● **TASK PROMPT**:
Quote each of the rows below word for word, leaving out the pictures.

● **EXERCISE DATA**:
## begin

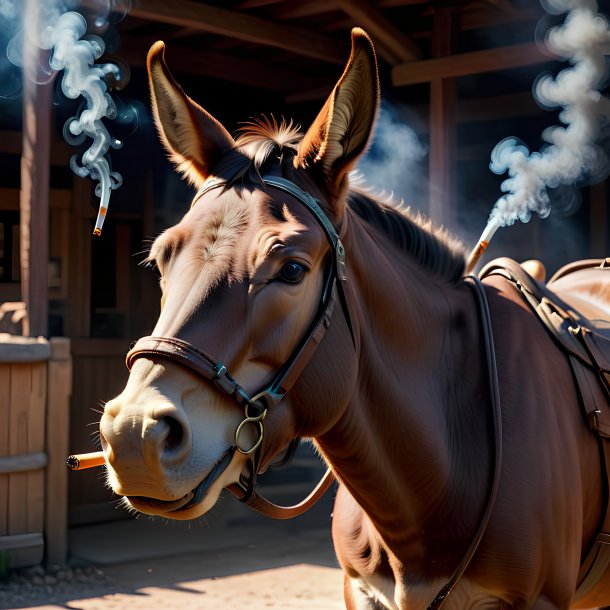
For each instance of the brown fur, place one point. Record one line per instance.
(401, 414)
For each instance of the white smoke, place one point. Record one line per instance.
(73, 53)
(572, 153)
(391, 164)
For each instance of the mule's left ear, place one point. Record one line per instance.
(194, 139)
(342, 129)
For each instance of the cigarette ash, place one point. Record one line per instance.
(68, 47)
(572, 155)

## end

● **THE RESULT**:
For each instance of the brown fur, place one point. Record one line per instance.
(401, 414)
For each instance of the white smoke, place one point. Record one line per instance.
(73, 53)
(572, 153)
(391, 164)
For each instance of the mule's left ear, place one point. Record one line per instance.
(194, 139)
(342, 129)
For each instance of the cigarette ash, place one point. Record one line per instance.
(68, 47)
(572, 155)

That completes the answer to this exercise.